October 19th, 2007

Better Late Than Never… Right?

I’m a terrible procrastinator — a fact that my wife or any of the teachers I had would be all too happy to verify. But, while I do put things off, they eventually get done. Last night, as I tried to put the gruesome Indians/Red Sox game out of my head, I hit upon several things I’ve been meaning to write about.

First of all, I wanted to applaud Mother Jones at Nurse Ratched’s Place for last week’s fascinating Grand Rounds. For those unfamiliar with Grand Rounds, this weekly round-up of the best in medical blogging was established by Dr. Nick Genes and different health care bloggers take turns as hosts, selecting the theme, posts and so forth.

Last week’s had a military theme, and Mother Jones pulled many posts that highlighted the role people have played in the care, treatment and rehabilitation of military personal. I thought this seemed particularly apt given the daily news out of Iraq, and many of the posts are deeply moving. She sums it up:

I want to thank all the men and women who are serving in uniform, and those individuals who are taking care of wounded troops around the world. Your service is invaluable. You not only touch the lives of your patients, but you touch the lives of all of us as well.

BTW — Does anyone know where gets those wonderful paintings and the obscure yet intriguing pulp fiction book jackets?

I’ve also been meaning to mention that Fard Johnmar of HealthCareVox has launched a new show called Digital Health Revolution . As he explains:

This bi-weekly program will chronicle how the Internet, computers, mobile phones and other technologies are impacting health globally. A major emphasis of DHR will be on how social media (e.g, blogs, podcasts and social networks) have handed unprecedented power to the masses. It

So far, he has a few in-depth interviews up and available. In addition to inarticulate ramblings from yours truly, he has a rather interesting interview with Susannah Fox of the Pew Internet & American Life Project who discussed her recent report on how people with chronic conditions use the internet.

Though the format may be a tad long, Fard poses some fascinating questions and is great at teasing out responses. I know he was busy out at the Health 2.0 conference last month, and I’m interested to see what goes up next.
════════════════
### Exercises
#1 Please retype the blog post between "October 19th, 2007" and "to write about.", inclusive.
#2 Answer these questions from the blog post:
(a) Who established Grand Rounds?
(b) What theme did last week's Grand Rounds have?
(c) Which conference was Fard busy at last month?

Referring expression data
════════════════
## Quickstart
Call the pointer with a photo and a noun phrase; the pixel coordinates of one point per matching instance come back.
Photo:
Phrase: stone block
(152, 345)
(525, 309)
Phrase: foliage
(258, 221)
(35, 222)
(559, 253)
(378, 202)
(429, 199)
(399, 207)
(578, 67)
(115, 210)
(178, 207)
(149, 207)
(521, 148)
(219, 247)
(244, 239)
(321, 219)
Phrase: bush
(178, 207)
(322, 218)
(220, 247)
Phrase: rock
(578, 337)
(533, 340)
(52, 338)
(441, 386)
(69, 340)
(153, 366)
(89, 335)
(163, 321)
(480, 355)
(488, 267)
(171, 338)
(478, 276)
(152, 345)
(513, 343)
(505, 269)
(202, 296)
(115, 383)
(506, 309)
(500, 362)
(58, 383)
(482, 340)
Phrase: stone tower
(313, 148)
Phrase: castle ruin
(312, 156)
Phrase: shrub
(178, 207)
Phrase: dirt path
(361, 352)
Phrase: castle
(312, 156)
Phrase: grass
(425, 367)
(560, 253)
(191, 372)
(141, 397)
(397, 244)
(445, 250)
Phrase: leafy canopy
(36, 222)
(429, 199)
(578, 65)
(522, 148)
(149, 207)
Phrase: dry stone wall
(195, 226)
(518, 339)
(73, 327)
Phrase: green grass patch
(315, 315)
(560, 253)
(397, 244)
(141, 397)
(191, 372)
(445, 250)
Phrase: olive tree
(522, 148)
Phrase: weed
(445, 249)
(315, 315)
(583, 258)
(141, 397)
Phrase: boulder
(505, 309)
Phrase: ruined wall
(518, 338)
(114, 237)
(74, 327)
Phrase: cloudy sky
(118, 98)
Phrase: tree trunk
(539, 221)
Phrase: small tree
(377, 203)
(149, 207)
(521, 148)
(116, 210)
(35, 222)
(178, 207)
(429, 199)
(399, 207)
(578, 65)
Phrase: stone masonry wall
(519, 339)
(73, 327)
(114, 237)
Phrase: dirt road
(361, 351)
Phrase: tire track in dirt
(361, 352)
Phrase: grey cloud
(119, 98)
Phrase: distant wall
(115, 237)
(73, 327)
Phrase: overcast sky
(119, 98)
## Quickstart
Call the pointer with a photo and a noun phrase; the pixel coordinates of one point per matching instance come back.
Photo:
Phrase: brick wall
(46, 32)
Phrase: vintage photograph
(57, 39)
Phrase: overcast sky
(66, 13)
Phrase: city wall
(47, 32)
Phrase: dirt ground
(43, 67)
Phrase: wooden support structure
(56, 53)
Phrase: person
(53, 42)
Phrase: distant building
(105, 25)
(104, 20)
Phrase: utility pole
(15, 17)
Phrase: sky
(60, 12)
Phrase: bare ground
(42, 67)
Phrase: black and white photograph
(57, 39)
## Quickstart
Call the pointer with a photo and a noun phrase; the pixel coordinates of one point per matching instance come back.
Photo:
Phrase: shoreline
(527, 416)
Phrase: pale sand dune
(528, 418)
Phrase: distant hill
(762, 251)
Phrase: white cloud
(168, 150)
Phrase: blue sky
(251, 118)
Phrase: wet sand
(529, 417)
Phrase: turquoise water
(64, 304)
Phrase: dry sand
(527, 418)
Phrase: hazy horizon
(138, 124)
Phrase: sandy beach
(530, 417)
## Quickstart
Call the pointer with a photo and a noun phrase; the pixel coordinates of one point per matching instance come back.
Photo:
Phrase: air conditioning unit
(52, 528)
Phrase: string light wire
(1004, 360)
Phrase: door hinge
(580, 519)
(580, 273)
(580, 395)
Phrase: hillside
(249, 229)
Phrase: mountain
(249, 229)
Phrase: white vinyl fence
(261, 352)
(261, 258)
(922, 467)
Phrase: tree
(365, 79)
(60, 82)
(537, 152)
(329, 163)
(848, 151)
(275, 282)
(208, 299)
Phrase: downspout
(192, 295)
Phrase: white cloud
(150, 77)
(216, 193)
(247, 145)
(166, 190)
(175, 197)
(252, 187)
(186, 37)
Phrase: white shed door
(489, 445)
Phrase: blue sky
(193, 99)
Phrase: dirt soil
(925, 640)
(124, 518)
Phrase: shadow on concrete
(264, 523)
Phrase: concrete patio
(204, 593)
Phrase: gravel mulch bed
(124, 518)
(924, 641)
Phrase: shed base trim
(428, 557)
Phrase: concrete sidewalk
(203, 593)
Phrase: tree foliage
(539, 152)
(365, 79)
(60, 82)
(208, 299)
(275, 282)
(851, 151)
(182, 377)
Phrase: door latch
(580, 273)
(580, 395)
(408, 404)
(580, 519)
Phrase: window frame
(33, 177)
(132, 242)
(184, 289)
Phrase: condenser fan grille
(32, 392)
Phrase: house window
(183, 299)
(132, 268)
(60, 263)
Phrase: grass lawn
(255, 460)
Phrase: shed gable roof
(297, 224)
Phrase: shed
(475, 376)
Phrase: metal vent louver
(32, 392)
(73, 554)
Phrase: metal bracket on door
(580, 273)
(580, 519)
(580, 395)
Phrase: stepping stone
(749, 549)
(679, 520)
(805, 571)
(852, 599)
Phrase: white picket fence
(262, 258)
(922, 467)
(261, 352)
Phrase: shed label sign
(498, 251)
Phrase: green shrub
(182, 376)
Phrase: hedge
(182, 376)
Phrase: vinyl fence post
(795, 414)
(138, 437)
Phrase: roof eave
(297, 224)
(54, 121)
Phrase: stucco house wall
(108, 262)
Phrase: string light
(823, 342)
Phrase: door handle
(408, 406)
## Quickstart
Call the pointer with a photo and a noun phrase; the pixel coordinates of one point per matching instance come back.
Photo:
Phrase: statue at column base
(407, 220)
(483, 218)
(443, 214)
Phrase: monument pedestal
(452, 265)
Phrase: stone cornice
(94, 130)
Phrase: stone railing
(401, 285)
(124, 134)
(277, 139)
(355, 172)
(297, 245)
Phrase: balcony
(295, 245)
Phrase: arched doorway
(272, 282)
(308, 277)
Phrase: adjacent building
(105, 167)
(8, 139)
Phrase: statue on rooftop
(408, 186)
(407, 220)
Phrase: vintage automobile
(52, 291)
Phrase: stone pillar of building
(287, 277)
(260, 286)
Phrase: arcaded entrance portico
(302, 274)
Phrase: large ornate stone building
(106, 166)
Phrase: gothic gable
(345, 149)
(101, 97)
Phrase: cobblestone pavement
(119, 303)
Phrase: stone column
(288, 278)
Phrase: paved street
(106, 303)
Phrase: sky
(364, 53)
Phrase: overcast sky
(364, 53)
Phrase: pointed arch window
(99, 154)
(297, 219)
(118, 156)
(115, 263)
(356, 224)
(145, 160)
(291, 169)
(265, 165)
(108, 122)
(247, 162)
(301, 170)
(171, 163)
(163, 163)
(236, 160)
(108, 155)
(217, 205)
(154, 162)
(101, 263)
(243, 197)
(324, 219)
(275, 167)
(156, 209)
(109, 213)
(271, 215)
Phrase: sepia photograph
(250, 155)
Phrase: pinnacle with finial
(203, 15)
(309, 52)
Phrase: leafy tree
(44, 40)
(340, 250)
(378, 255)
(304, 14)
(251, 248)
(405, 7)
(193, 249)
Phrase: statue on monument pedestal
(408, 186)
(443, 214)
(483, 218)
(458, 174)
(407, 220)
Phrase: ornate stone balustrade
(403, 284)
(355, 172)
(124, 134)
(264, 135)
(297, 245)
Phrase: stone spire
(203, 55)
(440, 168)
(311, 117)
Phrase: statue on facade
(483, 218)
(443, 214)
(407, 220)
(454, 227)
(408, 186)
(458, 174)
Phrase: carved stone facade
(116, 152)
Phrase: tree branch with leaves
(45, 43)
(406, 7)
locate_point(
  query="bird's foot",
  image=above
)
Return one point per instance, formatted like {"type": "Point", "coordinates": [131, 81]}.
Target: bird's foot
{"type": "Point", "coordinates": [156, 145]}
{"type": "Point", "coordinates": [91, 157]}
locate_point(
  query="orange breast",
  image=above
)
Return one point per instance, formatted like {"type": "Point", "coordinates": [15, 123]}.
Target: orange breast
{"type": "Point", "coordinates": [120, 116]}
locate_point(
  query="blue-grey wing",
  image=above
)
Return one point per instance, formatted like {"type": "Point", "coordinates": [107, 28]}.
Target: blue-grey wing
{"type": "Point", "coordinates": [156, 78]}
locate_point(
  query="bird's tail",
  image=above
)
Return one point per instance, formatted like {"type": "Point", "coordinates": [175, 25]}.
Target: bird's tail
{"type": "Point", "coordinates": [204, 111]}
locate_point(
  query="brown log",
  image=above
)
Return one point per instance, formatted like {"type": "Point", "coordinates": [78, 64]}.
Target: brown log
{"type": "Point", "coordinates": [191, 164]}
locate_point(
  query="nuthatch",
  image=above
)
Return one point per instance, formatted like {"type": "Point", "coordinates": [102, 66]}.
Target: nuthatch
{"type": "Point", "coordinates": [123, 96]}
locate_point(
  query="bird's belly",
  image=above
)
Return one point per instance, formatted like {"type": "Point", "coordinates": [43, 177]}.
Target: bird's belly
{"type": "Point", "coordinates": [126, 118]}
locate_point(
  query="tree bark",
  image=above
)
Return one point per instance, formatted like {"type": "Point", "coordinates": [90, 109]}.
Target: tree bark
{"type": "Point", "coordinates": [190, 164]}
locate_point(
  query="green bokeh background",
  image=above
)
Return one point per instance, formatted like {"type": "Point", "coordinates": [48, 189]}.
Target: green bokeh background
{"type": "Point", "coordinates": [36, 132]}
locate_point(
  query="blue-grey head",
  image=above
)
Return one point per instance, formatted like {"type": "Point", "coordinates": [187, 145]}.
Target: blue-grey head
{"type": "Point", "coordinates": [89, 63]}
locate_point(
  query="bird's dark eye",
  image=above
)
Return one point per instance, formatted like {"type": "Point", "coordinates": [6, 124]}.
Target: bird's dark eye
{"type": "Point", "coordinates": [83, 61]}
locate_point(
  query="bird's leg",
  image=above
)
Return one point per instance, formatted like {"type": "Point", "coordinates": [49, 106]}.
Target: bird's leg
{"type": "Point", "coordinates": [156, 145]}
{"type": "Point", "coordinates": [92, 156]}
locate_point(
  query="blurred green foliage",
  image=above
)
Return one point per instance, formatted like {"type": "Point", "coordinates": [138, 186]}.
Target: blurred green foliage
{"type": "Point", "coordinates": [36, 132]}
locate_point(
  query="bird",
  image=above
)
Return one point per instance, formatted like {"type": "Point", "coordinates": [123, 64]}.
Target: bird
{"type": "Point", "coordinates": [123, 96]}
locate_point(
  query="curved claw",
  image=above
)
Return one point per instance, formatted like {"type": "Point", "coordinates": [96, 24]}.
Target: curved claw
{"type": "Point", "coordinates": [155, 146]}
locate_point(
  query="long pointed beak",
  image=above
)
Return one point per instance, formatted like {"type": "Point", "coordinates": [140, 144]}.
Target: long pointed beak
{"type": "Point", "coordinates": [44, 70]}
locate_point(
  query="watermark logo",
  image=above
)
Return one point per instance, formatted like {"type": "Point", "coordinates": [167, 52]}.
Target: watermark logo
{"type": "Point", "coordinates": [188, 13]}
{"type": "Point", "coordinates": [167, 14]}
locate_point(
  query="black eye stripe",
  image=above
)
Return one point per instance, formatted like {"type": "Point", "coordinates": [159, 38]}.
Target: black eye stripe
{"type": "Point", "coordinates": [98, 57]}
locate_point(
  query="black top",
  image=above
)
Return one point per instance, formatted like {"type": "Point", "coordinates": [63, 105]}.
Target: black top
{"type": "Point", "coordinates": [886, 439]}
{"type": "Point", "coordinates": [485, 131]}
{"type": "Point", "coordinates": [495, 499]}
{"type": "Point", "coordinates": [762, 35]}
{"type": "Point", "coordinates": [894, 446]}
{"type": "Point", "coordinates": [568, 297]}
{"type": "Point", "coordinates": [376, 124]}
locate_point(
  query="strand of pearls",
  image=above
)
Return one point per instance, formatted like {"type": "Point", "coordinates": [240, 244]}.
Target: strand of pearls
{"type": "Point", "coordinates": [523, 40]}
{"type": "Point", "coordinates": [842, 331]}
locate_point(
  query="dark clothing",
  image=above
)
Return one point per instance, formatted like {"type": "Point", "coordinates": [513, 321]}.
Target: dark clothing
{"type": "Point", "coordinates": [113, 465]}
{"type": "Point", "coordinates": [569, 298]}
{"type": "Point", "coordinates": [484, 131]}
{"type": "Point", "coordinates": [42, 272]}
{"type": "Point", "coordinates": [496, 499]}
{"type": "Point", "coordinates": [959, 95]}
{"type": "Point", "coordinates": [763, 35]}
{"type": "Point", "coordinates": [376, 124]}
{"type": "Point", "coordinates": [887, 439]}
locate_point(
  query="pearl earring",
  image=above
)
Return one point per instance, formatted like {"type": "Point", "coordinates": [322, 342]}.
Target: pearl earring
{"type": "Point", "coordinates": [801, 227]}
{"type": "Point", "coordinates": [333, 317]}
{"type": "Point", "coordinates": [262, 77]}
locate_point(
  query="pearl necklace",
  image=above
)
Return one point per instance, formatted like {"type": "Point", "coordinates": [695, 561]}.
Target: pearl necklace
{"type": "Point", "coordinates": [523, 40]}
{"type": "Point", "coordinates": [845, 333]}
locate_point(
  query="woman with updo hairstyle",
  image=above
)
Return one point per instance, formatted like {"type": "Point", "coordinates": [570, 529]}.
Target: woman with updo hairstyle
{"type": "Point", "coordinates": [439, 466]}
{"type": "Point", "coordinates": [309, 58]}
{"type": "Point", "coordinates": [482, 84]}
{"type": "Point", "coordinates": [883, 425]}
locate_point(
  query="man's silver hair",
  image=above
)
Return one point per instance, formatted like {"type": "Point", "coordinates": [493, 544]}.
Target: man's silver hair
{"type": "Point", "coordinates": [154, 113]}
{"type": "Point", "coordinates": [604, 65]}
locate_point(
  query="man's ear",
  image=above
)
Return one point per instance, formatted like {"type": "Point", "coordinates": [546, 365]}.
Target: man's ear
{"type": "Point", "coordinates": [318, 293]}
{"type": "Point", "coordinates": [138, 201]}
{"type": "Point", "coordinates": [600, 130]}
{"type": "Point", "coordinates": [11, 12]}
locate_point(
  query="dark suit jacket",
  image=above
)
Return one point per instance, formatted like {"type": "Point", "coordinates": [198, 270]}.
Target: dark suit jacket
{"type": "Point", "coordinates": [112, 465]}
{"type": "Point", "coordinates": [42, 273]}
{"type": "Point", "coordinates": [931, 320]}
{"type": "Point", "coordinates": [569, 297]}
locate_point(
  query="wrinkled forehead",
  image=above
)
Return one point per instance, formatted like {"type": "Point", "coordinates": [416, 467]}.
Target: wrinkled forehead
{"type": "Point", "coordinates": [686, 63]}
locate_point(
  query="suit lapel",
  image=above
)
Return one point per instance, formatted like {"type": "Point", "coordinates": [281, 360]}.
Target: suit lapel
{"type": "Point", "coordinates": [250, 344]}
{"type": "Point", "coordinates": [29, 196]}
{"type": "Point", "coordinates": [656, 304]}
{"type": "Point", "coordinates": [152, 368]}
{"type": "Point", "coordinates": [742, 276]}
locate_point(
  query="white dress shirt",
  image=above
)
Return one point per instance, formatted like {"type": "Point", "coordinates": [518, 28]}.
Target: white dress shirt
════════════════
### Solution set
#1
October 19th, 2007

Better Late Than Never… Right?

I’m a terrible procrastinator — a fact that my wife or any of the teachers I had would be all too happy to verify. But, while I do put things off, they eventually get done. Last night, as I tried to put the gruesome Indians/Red Sox game out of my head, I hit upon several things I’ve been meaning to write about.

#2
(a) Dr. Nick Genes
(b) A military theme
(c) The Health 2.0 conference